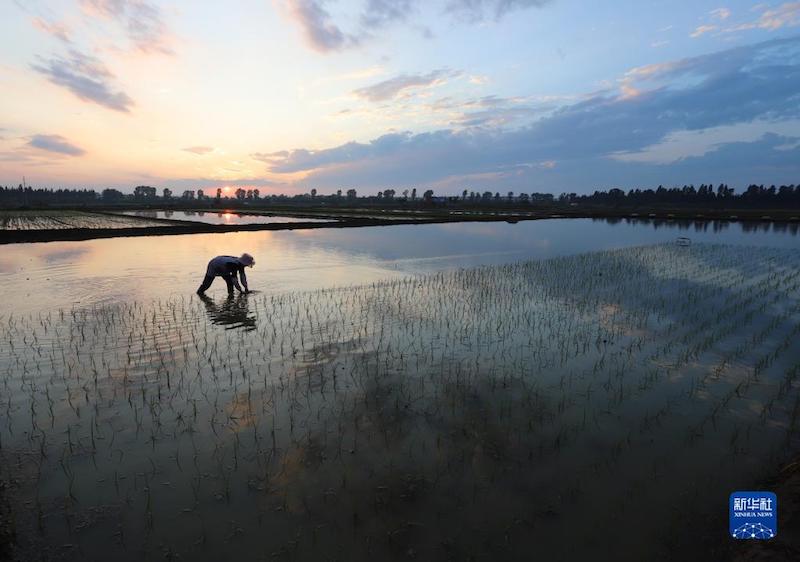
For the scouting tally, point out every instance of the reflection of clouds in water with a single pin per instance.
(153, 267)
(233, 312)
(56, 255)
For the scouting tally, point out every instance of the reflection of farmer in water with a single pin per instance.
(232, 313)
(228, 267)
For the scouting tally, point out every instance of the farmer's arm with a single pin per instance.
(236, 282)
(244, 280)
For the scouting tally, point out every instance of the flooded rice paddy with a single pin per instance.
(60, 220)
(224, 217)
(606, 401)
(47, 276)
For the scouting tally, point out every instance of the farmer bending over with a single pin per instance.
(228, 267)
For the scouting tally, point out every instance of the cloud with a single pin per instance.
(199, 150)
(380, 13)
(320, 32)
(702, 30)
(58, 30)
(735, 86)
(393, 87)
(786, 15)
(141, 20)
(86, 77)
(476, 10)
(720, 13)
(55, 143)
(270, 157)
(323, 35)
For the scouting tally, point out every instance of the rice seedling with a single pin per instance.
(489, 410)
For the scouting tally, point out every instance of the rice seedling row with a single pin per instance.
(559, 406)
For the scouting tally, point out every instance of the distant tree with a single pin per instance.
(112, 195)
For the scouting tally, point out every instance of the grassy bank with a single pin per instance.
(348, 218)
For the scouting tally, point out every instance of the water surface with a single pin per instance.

--------------------------------

• **YOUR ASSIGNMENT**: A word-for-word copy of the data, without its pictures, is what is needed.

• **RESULT BELOW**:
For the scouting tally, point out every instance of the reflection of clouds in water with a single pin per instance.
(153, 267)
(233, 312)
(56, 255)
For the scouting tally, point out every instance of the reflection of farmer in water with a single pin per instance.
(232, 313)
(228, 267)
For the scouting tally, point out every instance of the farmer's arm with a single pin per instance.
(236, 282)
(244, 280)
For the scouting tally, point out every instance of the flooded rice paddy with a single pin per instance.
(60, 220)
(224, 217)
(606, 401)
(47, 276)
For the scouting tally, point out every instance of the farmer bending over with a single pin per instance.
(228, 267)
For the scouting tally, point out every instance of the cloud with a single pin per instance.
(199, 150)
(380, 13)
(320, 32)
(702, 30)
(58, 30)
(735, 86)
(393, 87)
(786, 15)
(141, 20)
(86, 77)
(476, 10)
(720, 13)
(55, 143)
(270, 157)
(323, 35)
For the scouting tally, point out every instance of the rice seedling with a single pin per instance.
(489, 410)
For the scouting tally, point out every instance of the rice seedling row with a single pin per instance.
(559, 406)
For the scouting tally, point out every instance of the distant tree with a single pin per instance.
(112, 195)
For the scouting tally, point out every instance of the grassy bank with a single pin per instance.
(348, 218)
For the scouting tally, point out every instance of the water surface with a single pin per instance.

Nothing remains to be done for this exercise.